[TEXT SECTION — start]

Psychiatrist Joyce Spurgeon joins US with sacred remembrance of her best friend that she lost to suicide:
Joyce A Spurgeon, MD completed medical school at the University of Louisville and went on to do her residency in adult psychiatry there. When she finished her residency, she stayed at University of Louisville as the associate training director for the psychiatric residency. She progressed up and associate professor and became the training director and her clinical work was specializing in the treatment of mental illness in the peripartum period. Following her time at UofL, she changed the directions in her career. She was hired as the only psychiatrist at a Schneck Medical Center in Seymour, Indiana where she has worked for the past 7 years. She is proud to work closely with the primary care providers to help treat mental illness in a vastly underserved community.
Sacred Remembrance of Jeannie
Two little girls kneel over the mud pile- they are making their specialty- mud pies are so much fun to create. They are covered in mud, their sweaty hair sticky to their heads, but huge smiles wreath their faces. They join hands and pledge to be best friends forever. Those hands age over the years but they always find their way back to each other. In middle and high school, their lives divide but when things get really tough, the call in the middle of the night always goes to the other. Their adult lives move them into different locations, yet when they talk, it is as if no time has passed. Something happened in those early years over the mud piles, wild sledding snow days, church camp, and bike riding…..they became each other’s anchor. They each wanted to find ways to help other people. One became a nurse, the other a doctor. Yet, when they talked, they were just two little girls in adult bodies.

[TEXT SECTION — finish]
[DATA SHOWN — start]

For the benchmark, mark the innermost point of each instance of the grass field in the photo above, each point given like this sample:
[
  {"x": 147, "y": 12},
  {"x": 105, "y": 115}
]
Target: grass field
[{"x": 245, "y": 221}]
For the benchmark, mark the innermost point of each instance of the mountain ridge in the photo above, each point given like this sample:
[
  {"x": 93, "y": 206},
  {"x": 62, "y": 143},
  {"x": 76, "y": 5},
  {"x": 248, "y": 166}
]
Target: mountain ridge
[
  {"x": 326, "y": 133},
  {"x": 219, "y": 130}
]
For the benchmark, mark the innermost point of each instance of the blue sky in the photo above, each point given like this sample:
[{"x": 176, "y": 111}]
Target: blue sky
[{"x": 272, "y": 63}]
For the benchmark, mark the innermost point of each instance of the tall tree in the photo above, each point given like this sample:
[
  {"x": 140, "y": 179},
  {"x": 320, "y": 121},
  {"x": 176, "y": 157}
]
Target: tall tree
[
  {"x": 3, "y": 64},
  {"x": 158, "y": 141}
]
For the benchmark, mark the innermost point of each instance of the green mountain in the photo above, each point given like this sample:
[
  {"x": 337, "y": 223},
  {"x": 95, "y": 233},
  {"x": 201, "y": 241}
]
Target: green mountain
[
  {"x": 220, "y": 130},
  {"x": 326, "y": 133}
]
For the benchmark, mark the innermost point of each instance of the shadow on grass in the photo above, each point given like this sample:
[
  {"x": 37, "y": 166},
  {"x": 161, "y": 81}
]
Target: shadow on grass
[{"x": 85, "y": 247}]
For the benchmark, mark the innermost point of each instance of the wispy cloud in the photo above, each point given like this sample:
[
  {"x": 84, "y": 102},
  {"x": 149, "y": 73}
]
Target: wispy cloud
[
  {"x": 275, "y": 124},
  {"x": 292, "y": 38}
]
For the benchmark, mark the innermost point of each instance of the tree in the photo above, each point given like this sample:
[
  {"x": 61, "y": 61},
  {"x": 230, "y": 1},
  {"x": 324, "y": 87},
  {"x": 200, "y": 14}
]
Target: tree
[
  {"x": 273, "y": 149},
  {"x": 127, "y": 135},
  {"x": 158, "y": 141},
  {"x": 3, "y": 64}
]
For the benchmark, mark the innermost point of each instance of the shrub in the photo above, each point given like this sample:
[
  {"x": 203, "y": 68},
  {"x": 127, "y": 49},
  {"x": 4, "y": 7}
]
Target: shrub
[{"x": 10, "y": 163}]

[DATA SHOWN — finish]

◆ **YOUR ASSIGNMENT**
Resume the remembrance of Jeannie, continuing on from its final sentence.

◆ **EXERCISE RESULT**
When mental illness hit my friend, I , as a psychiatrist, felt scared. I knew what was happening. I could see all the warning signs, and I could not control the progression. I tried to prepare her parents for what might happen and what I hoped to never witness. I got her into treatment. I asked for many favors for people to try to help her because I could only be her friend. It was not enough. My worst fears were realized…..my tow headed best buddy from the age of 4 was gone…..she hung herself because we had told all of the local gun stores to not sell her a gun. We thought we had protected her. It is only in a small town that you can get away with this type of protection. Yet, she believed that the only way that she could be free was to stand before Jesus and ask for forgiveness, so she decided to go and do that. Yet what she left behind….well, she left us journals that tried to explain her reasoning but only revealed her illness. For, in truth, none of us are better because she is gone.
Jeannie died by suicide on May 17th. That day is a day that changed the course of my life. I lost one of my anchors, one of the people who knew me as no one else will ever know me in my life. When she died, I promised myself that I would not let the way she died define who she was. She has and will always be my best buddy from my childhood, the keeper of my dreams and hopes. And, I will continue to carry her with me for the rest of my life. She still walks with her hand in mine- I just can’t feel it in real life anymore, but I know it is there. So, I talk about how she died because I feel like she was taken too soon from us all because of her mental illness, yet I want you to know that her life was so much more to me. I never thought that this is how the story of those two little girls would end. I will miss you forever, my friend.